When your spine is bowing toward the front, it’s not possible to rotate your shoulders. So, what do you do to compensate for that? You naturally sway to the right.
How to Stop Swaying in Golf Swing
Enough about what it is and what things cause it. It’s time to learn how to stop it for good, right?
The most important part of any training or learning experience is feedback. The feedback gives us a point of reference to understand what we’re doing wrong. Without feedback, it’s much harder to pinpoint the cause of the issue.
So, here are a few feedbacks to use during your practice.
Focus on the Hips
As you may already know, hip sway is the most common type of swaying in the golf swing. So, it’s only normal that we’re going to instruct you to focus more on your hips. You may not have noticed it up until now, but it’s time that you start.
When you’re at the address, make sure that your hips are squared up against the ball. As you initiate the backswing, notice how it feels around the waist. Notice if you’re moving toward the right. If you are, stop there.
Start from the beginning again. A great concept, in this case, is to change the thought of direction completely. Instead of thinking about moving away or toward the target, think about moving front to back and vice versa.
Separate your lead side and your trailing side in your mind. If you’re a right-handed player, your lead side is on your left. In a proper golf swing, the lead swing will always move forward and the trail side will move away from the ball.
Thinking of your spine as the anchor, practice this movement. Changing the thought of direction will help you focus more on the correct movements.
Keep Your Head Still
As the head is the top portion of the body, any movement in the lower body will naturally affect the head position. So, if you focus to keep your head position untampered, it’ll help you to stabilize your core in return.
When you’re in the address position, try to lock your eyes on the ball as much as possible. Look for any changes in perception as you swing the club back. If it feels like you’re moving away from the ball, you’re probably swaying to the right.
Drills to Help You Stop Swaying
We’ve already mentioned that the only way to master any moves is by repetition. What better way is there to repeat a move other than the drills? None! So, in this section of our post, we’re going to go over a few drills that you can practice to stop swaying in your golf swing.
The Alignment Stick Drill
It’s needless to say how the alignment stick makes its way into almost every drill there is. This time, it’s here to help you to keep your body centered. You’ll also need a basket to hold the stick in place.
- Place the basket upside down and push the alignment sticks through the holes to lift it up from the ground.
- Place your ball directly below the point of the alignment stick and push it just a notch to the target.
- Get into your address position. You should be able to clearly see the ball because it’s pushed out to the left just a bit.
- Initiate your downswing. If you’re used to swaying, you’ll notice that you won’t see the ball anymore because the alignment stick will be in the line of vision.
- Your target is to complete the backswing without losing the view of the ball.
Club Next to Head
It’s better if you have a friend around to practice this drill. The friend will be holding a golf club near your head when you’re trying to swing the ball. So, if you sway, your head will touch the club.
- Ask your friend to stand behind you with the club and hold it about an inch away from your head.
- Get into address position and practice some shots.
- Your goal is to complete the swing without touching the club.
Swaying often takes away the edge of very good players. They lose their immense potential by giving into the natural forces of their bodies. It can all be overcome with the help of our guide. The key is to have awareness of what’s happening with your body when you’re swaying to the right. And then, working your way so that you can stop it.

## [Dataset entries]
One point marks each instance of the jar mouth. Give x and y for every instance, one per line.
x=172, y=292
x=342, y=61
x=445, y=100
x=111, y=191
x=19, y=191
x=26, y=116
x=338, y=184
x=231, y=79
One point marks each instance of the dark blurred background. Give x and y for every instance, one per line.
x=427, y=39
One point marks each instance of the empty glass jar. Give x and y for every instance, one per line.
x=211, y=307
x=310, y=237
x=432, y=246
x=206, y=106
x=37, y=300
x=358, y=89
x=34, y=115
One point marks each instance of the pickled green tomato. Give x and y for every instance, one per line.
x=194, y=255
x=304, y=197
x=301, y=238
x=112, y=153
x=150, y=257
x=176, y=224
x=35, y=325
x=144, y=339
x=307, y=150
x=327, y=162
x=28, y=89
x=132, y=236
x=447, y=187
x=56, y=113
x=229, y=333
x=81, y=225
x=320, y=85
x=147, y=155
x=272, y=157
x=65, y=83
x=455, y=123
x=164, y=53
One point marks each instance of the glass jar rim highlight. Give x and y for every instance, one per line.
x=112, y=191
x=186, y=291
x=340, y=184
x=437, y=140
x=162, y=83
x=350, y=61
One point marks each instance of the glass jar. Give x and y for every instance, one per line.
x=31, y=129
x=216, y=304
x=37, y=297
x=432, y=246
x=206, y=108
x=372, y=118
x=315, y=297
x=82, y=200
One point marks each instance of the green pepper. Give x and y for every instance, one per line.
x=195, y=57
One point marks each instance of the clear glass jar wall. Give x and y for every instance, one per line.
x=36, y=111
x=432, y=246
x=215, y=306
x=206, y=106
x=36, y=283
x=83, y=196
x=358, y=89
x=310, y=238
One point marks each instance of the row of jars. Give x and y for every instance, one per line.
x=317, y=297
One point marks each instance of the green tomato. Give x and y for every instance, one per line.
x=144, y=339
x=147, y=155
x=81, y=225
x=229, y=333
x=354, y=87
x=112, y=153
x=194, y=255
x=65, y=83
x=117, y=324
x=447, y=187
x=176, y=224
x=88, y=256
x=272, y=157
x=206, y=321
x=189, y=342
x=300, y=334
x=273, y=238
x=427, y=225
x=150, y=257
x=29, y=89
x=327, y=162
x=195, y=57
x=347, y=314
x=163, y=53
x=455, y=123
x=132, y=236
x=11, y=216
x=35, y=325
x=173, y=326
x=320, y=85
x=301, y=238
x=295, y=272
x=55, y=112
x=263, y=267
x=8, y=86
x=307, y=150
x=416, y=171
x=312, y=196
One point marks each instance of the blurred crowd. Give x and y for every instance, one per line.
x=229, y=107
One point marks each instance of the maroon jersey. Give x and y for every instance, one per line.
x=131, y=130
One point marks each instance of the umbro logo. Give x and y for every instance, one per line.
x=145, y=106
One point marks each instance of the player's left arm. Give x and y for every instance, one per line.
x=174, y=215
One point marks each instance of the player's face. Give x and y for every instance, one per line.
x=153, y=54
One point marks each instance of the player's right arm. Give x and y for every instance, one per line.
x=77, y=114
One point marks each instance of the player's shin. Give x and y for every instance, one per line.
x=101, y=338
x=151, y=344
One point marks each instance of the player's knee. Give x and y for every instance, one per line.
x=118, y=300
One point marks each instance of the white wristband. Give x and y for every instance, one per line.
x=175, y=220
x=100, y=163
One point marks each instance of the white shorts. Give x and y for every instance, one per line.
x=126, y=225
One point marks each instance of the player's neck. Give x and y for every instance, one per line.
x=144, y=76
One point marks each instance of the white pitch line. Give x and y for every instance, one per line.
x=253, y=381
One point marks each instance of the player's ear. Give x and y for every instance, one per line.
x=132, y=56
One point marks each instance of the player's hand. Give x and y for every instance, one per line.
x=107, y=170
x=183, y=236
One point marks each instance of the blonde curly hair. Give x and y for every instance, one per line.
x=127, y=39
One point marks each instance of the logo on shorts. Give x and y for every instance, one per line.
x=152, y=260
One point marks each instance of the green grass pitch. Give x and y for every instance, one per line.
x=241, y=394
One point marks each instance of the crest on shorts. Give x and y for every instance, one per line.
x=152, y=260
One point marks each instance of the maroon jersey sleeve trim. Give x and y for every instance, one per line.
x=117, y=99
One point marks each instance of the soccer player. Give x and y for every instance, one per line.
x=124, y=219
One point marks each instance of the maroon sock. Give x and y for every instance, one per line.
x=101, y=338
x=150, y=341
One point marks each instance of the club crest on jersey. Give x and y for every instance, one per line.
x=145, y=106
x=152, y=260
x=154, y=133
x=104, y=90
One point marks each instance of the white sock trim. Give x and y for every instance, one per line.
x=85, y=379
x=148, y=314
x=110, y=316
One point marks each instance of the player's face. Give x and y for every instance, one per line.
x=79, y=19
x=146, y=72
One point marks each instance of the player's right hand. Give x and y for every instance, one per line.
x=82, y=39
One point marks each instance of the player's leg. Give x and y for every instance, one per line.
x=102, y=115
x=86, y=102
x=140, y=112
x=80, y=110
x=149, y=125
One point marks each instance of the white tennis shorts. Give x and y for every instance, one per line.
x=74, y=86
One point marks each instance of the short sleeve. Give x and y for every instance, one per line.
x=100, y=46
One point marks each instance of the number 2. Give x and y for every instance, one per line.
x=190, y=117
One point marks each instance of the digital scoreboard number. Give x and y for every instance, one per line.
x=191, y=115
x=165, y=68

## [Directions]
In the golf swaying guide, how far from your head should your friend hold the club in the Club Next to Head drill?

## [Exercise solution]
About an inch away from your head.